**EXCERPTED RECORDS**
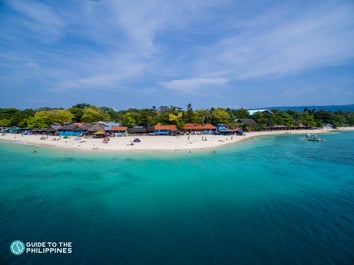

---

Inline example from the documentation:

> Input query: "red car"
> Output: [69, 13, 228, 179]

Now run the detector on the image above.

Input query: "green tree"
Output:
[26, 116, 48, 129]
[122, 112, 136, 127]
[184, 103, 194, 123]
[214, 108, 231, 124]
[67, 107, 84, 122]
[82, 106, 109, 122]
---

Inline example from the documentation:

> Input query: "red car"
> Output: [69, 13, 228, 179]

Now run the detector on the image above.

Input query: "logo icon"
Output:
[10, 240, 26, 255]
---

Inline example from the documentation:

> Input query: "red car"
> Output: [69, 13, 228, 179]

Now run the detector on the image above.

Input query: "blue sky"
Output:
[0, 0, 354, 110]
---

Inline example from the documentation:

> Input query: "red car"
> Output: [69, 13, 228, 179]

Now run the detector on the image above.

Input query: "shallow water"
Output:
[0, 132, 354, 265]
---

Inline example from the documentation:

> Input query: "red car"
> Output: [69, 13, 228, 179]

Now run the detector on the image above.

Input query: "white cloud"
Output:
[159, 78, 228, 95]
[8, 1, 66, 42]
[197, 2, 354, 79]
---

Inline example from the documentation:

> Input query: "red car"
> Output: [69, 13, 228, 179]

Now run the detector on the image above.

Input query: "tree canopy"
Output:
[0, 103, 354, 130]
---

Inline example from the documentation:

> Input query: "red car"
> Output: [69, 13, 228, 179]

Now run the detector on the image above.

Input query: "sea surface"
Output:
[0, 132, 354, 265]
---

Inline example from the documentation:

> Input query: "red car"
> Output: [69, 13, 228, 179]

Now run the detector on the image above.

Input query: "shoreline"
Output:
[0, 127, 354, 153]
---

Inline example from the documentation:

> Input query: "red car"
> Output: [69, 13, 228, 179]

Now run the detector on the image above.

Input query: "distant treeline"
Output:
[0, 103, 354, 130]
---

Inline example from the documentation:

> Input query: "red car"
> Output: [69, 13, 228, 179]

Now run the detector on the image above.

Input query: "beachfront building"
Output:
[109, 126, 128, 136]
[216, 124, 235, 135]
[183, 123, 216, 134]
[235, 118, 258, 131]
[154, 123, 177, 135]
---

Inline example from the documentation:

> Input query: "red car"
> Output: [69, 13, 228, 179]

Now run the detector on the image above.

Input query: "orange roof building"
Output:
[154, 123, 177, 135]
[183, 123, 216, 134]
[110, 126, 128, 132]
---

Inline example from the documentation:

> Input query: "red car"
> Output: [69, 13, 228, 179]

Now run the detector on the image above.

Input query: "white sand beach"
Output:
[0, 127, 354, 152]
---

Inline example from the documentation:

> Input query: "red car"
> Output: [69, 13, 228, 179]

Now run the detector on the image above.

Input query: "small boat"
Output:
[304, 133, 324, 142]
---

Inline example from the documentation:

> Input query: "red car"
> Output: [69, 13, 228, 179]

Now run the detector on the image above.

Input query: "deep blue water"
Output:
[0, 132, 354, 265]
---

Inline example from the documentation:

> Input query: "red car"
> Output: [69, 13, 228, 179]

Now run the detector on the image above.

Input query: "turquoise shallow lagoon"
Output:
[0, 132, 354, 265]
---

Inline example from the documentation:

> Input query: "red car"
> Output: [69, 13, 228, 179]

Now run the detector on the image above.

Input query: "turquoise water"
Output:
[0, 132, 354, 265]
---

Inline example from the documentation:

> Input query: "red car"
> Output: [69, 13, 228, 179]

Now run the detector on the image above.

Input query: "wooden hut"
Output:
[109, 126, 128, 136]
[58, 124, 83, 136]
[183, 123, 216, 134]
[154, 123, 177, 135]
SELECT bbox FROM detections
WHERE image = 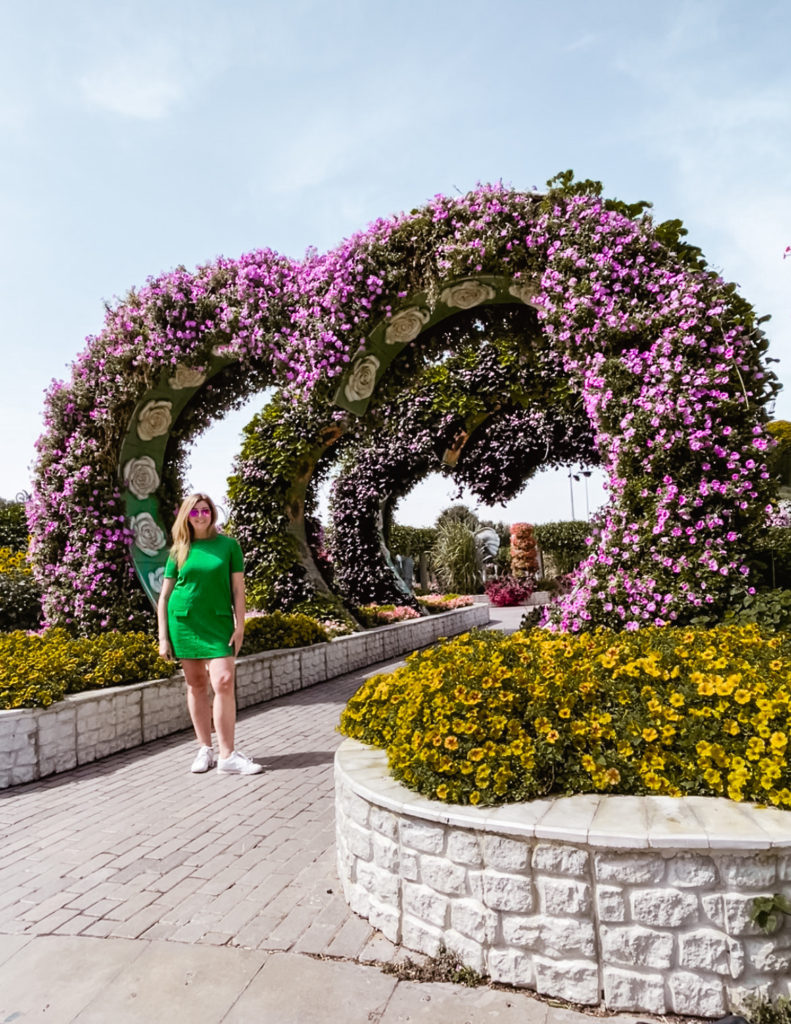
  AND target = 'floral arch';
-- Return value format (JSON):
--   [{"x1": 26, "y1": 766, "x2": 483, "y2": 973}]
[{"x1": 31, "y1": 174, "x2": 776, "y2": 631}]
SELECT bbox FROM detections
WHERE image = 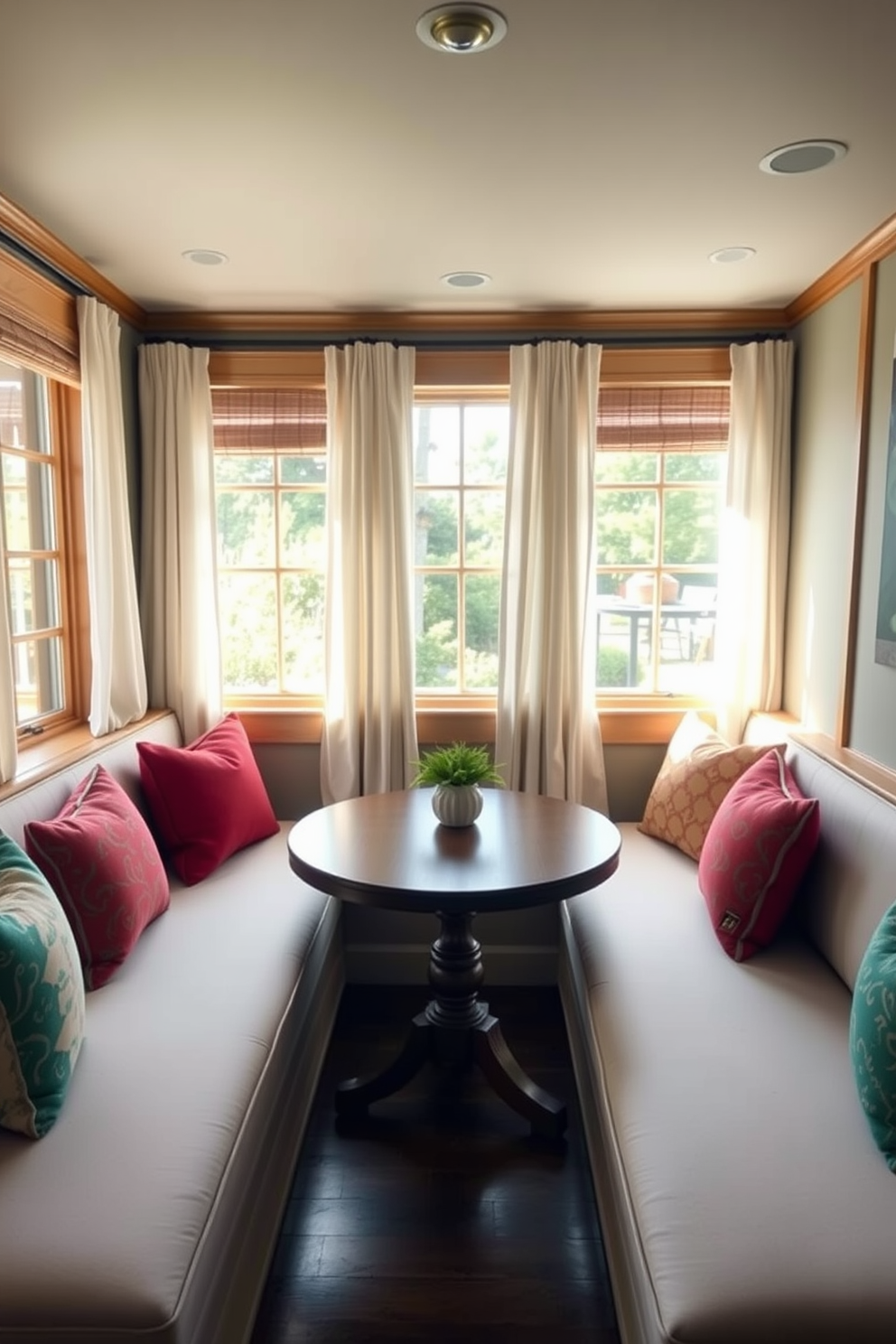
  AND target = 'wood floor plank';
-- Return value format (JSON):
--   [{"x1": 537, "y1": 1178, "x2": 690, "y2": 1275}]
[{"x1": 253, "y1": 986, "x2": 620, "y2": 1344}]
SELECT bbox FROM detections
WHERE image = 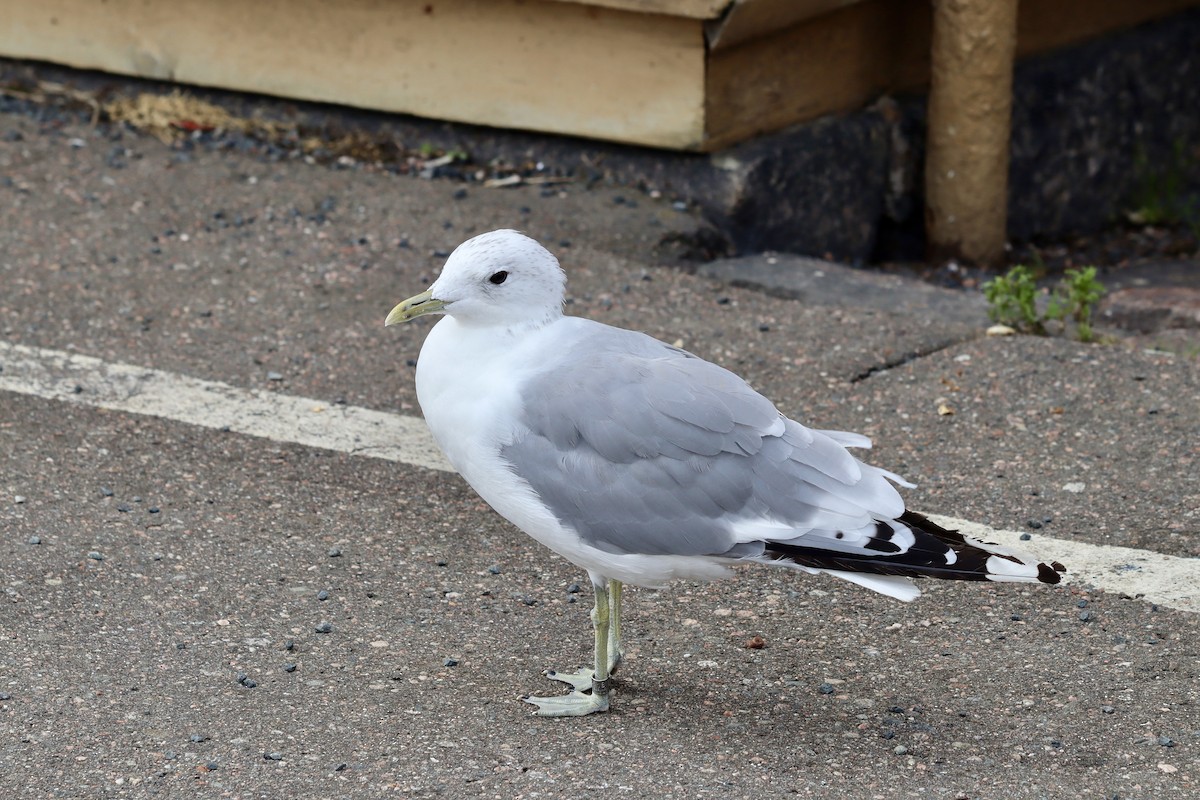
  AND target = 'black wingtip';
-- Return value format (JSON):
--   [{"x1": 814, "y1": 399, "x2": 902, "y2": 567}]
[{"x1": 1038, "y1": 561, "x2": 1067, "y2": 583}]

**WRITTEN REQUEST**
Recast the material above as a JSON list of strings, one string for each line, omitting blank lines and leaving out the pictures.

**REPLY TO THE TASK**
[
  "---",
  "Inline example from the documentation:",
  "> Input query: \"red car\"",
  "> Output: [69, 13, 228, 179]",
  "Now run the detector on the image above.",
  "Input query: \"green tree\"",
  "Output:",
  "[26, 116, 48, 129]",
  "[122, 112, 136, 127]",
  "[184, 103, 194, 123]",
  "[214, 108, 231, 124]",
  "[67, 107, 84, 122]",
  "[82, 106, 109, 122]",
  "---",
  "Inline example from the documentation:",
  "> Input query: \"red car\"",
  "> Output: [69, 13, 228, 179]",
  "Now run the detector on the image above.",
  "Input query: \"logo icon\"",
  "Output:",
  "[10, 240, 26, 255]",
  "---",
  "Inline example from the documentation:",
  "> Input query: \"red car\"",
  "> Output: [69, 13, 228, 179]",
  "Now run the detector on the image above.",
  "Input query: \"blue sky\"",
  "Output:",
  "[0, 0, 354, 110]",
  "---",
  "Inline example from the documentation:",
  "> Input query: \"red car\"",
  "> Output: [69, 13, 228, 179]",
  "Now run the detector on the image above.",
  "Input query: \"shallow water\"",
  "Output:",
  "[0, 132, 354, 265]",
  "---",
  "Inline example from the documentation:",
  "> Input query: \"red car\"",
  "> Output: [69, 13, 228, 179]",
  "Now run the detector on the image above.",
  "Input query: \"white cloud\"",
  "Output:",
  "[159, 78, 228, 95]",
  "[8, 1, 66, 42]",
  "[197, 2, 354, 79]",
  "---",
  "Inline example from the documentation:",
  "> Input query: \"red car\"",
  "> Output: [69, 13, 228, 179]",
  "Now run the detector on the image above.",
  "Input query: \"tree canopy\"",
  "Output:",
  "[0, 103, 354, 130]",
  "---",
  "Inline example from the documentation:",
  "> Input query: \"red car\"",
  "> Output: [69, 13, 228, 179]",
  "Now run the detector on the image above.",
  "Input query: \"sea surface\"",
  "Output:",
  "[0, 132, 354, 265]",
  "---",
  "Inline example from the documentation:",
  "> Input query: \"red car\"",
  "> Output: [69, 13, 228, 179]",
  "Now run the detector on the image above.",
  "Input query: \"shoreline\"",
  "Output:",
  "[0, 127, 354, 153]",
  "---",
  "Inline example from the documentation:",
  "> Input query: \"red car\"",
  "> Output: [69, 13, 228, 179]",
  "Now run the detector on the image above.",
  "Input query: \"distant treeline\"",
  "Output:",
  "[0, 103, 354, 130]",
  "---",
  "Inline example from the documentation:",
  "> Input query: \"red car\"",
  "> Output: [69, 13, 228, 179]",
  "Now run the detector on the image above.",
  "Input query: \"beachfront building\"",
  "Output:",
  "[109, 126, 128, 136]",
  "[216, 124, 235, 135]",
  "[183, 123, 216, 134]",
  "[235, 118, 258, 131]",
  "[154, 123, 177, 135]",
  "---",
  "Inline example from the documentation:",
  "> Input query: \"red car\"",
  "> Output: [69, 13, 228, 179]",
  "Now run the detector on the image above.",
  "Input query: \"orange roof building\"",
  "Output:",
  "[154, 123, 177, 135]",
  "[183, 123, 216, 134]",
  "[110, 126, 128, 132]",
  "---",
  "Inline example from the documentation:",
  "> Input query: \"red car\"",
  "> Output: [69, 13, 228, 179]",
  "Now run the detector on the image above.",
  "Input query: \"white sand beach\"",
  "Output:",
  "[0, 127, 354, 152]",
  "---",
  "Inline example from the documentation:",
  "> Input query: \"red car\"",
  "> Output: [69, 13, 228, 179]",
  "Now run the detector on the image above.",
  "Input query: \"small boat\"",
  "Output:",
  "[304, 133, 324, 142]",
  "---",
  "Inline example from the documentation:",
  "> Input query: \"red car\"",
  "> Output: [69, 13, 228, 179]",
  "Now run the detector on the image above.",
  "Input query: \"deep blue water\"",
  "Output:",
  "[0, 132, 354, 265]",
  "---",
  "Inline example from the documentation:",
  "> Input query: \"red car\"",
  "> Output: [69, 13, 228, 179]",
  "Now run the detector on the image above.",
  "Input query: \"turquoise shallow lagoon\"",
  "Output:",
  "[0, 132, 354, 265]",
  "---",
  "Inline example from the documentation:",
  "> Input query: \"red car\"",
  "> Output: [69, 13, 228, 179]",
  "Now run the detector on the image above.",
  "Input query: \"turquoise water\"",
  "Output:",
  "[0, 132, 354, 265]",
  "---",
  "Inline example from the documentation:",
  "> Input query: \"red car\"",
  "> Output: [69, 13, 228, 179]",
  "Now run the detector on the image above.",
  "Input query: \"wooden hut\"",
  "Output:",
  "[109, 126, 128, 136]",
  "[58, 124, 83, 136]",
  "[183, 123, 216, 134]",
  "[154, 123, 177, 135]",
  "SELECT bbox FROM detections",
  "WHERE image = ",
  "  AND target = 'floral arch';",
  "-- Return value format (JSON):",
  "--   [{\"x1\": 26, \"y1\": 766, \"x2\": 483, \"y2\": 973}]",
  "[{\"x1\": 31, \"y1\": 174, \"x2\": 776, \"y2\": 631}]",
  "SELECT bbox FROM detections",
  "WHERE image = ",
  "  AND target = 'wood floor plank';",
  "-- Return value format (JSON):",
  "--   [{\"x1\": 537, \"y1\": 1178, \"x2\": 690, \"y2\": 1275}]",
  "[{\"x1\": 253, \"y1\": 986, \"x2\": 620, \"y2\": 1344}]",
  "SELECT bbox FROM detections",
  "WHERE image = ",
  "  AND target = 'black wingtip';",
  "-- Return value format (JSON):",
  "--   [{\"x1\": 814, \"y1\": 399, \"x2\": 902, \"y2\": 567}]",
  "[{\"x1\": 1038, \"y1\": 561, \"x2\": 1067, \"y2\": 583}]"
]